WORK REQUEST:
The required result is every line of the records that includes "Note".

PROVIDED DATA:
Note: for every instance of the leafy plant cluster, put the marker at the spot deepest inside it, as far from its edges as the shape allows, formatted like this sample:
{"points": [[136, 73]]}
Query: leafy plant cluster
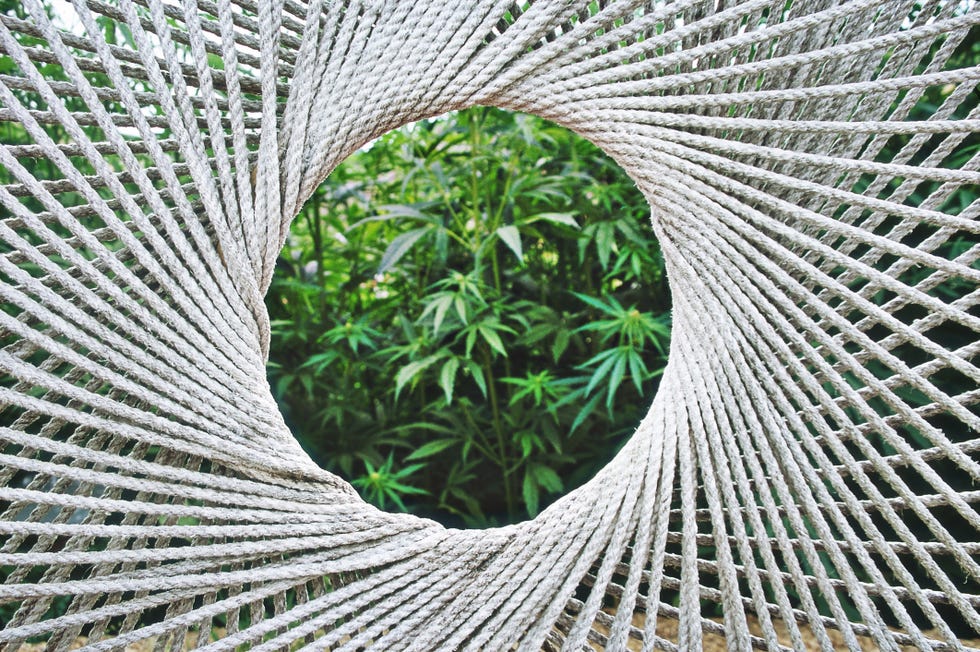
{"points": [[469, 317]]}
--
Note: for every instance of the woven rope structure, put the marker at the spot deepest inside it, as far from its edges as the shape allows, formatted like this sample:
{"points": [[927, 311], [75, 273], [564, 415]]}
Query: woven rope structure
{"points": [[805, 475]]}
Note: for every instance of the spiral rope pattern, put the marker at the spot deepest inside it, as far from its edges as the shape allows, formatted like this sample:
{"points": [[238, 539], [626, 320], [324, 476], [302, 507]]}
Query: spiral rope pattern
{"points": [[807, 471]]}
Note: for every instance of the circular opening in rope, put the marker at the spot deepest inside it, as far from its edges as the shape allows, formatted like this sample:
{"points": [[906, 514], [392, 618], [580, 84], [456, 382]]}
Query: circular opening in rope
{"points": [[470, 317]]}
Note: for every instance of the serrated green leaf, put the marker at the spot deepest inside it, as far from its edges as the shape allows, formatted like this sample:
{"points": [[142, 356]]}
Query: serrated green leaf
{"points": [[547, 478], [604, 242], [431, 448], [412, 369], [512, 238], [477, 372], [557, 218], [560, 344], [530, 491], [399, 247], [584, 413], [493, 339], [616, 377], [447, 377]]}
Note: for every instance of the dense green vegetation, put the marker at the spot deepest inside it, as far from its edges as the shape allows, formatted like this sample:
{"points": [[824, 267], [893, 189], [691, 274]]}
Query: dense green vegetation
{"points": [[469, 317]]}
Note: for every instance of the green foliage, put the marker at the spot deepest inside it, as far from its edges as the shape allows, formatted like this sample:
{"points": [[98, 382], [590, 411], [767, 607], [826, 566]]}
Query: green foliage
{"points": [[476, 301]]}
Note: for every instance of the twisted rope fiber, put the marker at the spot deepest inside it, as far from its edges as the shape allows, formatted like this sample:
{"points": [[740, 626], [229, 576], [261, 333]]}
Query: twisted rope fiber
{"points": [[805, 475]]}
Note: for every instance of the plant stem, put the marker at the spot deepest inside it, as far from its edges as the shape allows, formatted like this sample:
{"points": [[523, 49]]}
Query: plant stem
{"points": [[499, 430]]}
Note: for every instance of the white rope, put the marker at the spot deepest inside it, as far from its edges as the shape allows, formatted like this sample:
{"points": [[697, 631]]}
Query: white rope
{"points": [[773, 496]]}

REPLY TO THE TASK:
Note: for every instance of the leafy plant cluster, put the marker at the spot deepest inside it, as far from its edges as the shape allows, formatted like this sample:
Note: for every instance of the woven rope structure, put the marker at the spot deepest inside it, as far from its edges as the shape allows, formatted like this sample:
Note: for every instance of the spiral rope pattern, put the marker at the spot deepest inside it, as far from its edges as the shape allows, formatted like this sample:
Note: for every instance of the circular opening in rope, put the marker at the spot deepest inside it, as far from its edges as the shape allows, formatted like this sample:
Note: for every instance of the serrated green leaf, put the marker at the spot deepest inside it, as far from its edges as the shape allows, formatted like this sample:
Note: for every instance of the dense green vegetation, put the marker at the spot deepest inside it, as far from its edges as the shape allows, formatted like this sample:
Note: for every instance of the green foliage, put the marker at the spot deepest inside it, as far from its edges as the shape allows, formatted like this sample:
Note: for every instance of the twisted rope fiber, put the marker at the spot deepest inside it, as far from its edges as the shape allows, formatted like this sample:
Note: for every instance of the plant stem, put the marker at the spot deepest inside it, as far from its edges as the shape allows, formatted like this sample:
Note: for every instance of the white rope, put the marker at the spot deepest inside it, as far from its edges as the shape allows, formatted like this sample:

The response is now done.